Problem: Quote the items below word for word, from the line containing "of the dispensed" up to and including the last line of the items.

Items listed in a dataset
::::

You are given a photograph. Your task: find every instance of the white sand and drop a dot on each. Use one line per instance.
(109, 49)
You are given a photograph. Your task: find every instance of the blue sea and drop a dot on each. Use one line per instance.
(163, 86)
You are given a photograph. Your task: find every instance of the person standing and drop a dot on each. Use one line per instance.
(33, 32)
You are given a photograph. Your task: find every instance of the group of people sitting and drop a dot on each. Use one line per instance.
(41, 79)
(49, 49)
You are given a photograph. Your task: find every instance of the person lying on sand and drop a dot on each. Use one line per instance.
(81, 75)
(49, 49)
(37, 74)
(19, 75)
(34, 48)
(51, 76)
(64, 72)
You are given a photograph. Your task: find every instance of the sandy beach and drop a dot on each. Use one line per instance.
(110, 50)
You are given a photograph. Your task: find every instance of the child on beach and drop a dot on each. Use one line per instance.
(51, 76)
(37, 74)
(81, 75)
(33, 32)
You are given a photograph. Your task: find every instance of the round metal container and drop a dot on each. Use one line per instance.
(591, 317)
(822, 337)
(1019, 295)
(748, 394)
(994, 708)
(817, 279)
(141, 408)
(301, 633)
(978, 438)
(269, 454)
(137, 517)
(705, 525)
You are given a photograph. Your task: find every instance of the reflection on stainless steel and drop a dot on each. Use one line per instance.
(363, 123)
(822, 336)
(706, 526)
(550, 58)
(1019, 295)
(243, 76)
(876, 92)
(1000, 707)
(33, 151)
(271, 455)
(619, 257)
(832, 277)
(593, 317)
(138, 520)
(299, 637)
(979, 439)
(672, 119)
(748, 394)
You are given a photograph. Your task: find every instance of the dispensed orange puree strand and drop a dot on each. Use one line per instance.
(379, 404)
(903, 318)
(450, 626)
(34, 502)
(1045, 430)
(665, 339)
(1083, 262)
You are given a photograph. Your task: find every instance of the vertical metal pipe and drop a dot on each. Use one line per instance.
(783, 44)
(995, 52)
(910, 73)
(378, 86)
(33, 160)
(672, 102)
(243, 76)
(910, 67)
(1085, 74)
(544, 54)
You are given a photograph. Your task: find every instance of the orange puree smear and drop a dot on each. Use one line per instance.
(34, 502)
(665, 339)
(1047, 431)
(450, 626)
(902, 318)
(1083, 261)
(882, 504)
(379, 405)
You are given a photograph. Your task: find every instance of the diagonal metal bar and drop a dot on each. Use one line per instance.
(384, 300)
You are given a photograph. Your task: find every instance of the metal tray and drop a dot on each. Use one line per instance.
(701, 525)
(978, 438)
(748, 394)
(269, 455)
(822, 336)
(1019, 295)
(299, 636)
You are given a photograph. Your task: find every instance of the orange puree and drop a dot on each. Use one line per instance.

::::

Final result:
You are given a photograph. Your task: find every instance of the dispensed orange puree strand and drop a dot on each. Use one line per instance.
(379, 404)
(903, 318)
(450, 626)
(34, 502)
(1045, 430)
(665, 339)
(1083, 262)
You are given a photograph. Your task: find every instance of the vertical metal pipe and drop a dot on each. Use one line per instance.
(783, 44)
(995, 52)
(910, 73)
(378, 86)
(33, 160)
(672, 102)
(243, 76)
(910, 67)
(1085, 74)
(544, 54)
You are given a photograph. Your task: find every instance of the orange puree smear and drop a dot on each. Use one line per instance.
(34, 502)
(665, 339)
(1047, 431)
(450, 626)
(902, 318)
(1083, 261)
(882, 504)
(379, 405)
You are given a photograph. Your task: find every instance of the diagonal metal bar and drop a dot on each. Use one line per instance.
(384, 300)
You are given a photograph. Your task: find every instance of the metal tray and drop a dot on each. Use one line per instance.
(701, 525)
(978, 438)
(748, 394)
(269, 455)
(822, 336)
(1019, 295)
(299, 636)
You are given a photograph. Your task: find every instance of the orange puree and drop a dot on each. Use one line per instance.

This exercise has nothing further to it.